Data excerpts
******************************

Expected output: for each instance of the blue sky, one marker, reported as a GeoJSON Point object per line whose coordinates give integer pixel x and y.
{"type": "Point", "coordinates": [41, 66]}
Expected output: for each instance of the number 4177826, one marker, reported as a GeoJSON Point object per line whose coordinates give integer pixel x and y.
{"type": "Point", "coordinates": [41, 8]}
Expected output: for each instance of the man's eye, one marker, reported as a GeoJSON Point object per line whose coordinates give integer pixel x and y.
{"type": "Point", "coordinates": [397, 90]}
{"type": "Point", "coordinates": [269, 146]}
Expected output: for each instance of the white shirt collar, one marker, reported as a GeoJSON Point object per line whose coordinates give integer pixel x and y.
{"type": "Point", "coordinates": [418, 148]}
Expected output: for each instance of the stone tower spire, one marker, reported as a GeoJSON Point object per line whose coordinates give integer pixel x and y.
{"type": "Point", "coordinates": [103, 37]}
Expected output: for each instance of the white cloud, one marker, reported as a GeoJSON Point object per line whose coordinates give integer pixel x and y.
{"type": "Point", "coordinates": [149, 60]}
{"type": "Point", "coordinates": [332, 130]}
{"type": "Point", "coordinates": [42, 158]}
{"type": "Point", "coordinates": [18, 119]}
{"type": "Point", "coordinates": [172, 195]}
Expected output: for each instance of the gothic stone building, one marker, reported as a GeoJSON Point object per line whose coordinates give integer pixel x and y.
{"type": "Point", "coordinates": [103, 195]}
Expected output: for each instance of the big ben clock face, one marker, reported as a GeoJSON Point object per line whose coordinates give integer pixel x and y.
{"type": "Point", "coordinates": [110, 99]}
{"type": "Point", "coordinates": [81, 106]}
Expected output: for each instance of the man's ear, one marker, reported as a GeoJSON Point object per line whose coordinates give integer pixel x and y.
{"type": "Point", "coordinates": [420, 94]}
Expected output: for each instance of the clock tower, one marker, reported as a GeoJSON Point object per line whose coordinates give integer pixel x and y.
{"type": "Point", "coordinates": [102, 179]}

******************************

■ Your objective
Write out all the records above one more time, exactly.

■ Worked solution
Expected output: for each instance of the blue sky, one marker, reported as a GeoJSON Point object per line whose coordinates give integer pixel x and y.
{"type": "Point", "coordinates": [41, 66]}
Expected output: for each instance of the number 4177826, one marker, reported as a GeoJSON Point object per line whose coordinates give integer pixel x and y.
{"type": "Point", "coordinates": [41, 8]}
Expected output: for each instance of the man's eye, one marker, reported as a GeoJSON Point object per line whose coordinates give integer pixel x and y.
{"type": "Point", "coordinates": [397, 90]}
{"type": "Point", "coordinates": [269, 146]}
Expected output: for each instance of the white shirt collar, one marker, reported as a GeoJSON Point object per line whose coordinates give integer pixel x and y.
{"type": "Point", "coordinates": [418, 148]}
Expected output: for each instance of the stone tower spire, one marker, reported as a GeoJSON Point object per line whose coordinates give integer pixel x and y.
{"type": "Point", "coordinates": [103, 37]}
Expected output: for each instance of the white cloud, one marker, reported as a GeoJSON Point object per line whose coordinates give integer pixel x and y.
{"type": "Point", "coordinates": [149, 60]}
{"type": "Point", "coordinates": [332, 130]}
{"type": "Point", "coordinates": [42, 158]}
{"type": "Point", "coordinates": [18, 119]}
{"type": "Point", "coordinates": [172, 195]}
Expected output: for each instance of the gothic stone building, one marker, reported as a GeoJSON Point object per line whose coordinates give integer pixel x and y.
{"type": "Point", "coordinates": [103, 195]}
Expected output: for each instance of the big ben clock face, one marker, reported as a GeoJSON Point object per line whose coordinates give integer pixel x and y.
{"type": "Point", "coordinates": [110, 99]}
{"type": "Point", "coordinates": [81, 106]}
Expected output: for each instance of the man's ear, one marker, reported as a GeoJSON Point object per line whose coordinates give integer pixel x and y.
{"type": "Point", "coordinates": [420, 94]}
Expected output: for each instance of the clock tower, one marker, reported as a GeoJSON Point object per line whose coordinates give integer pixel x and y.
{"type": "Point", "coordinates": [102, 179]}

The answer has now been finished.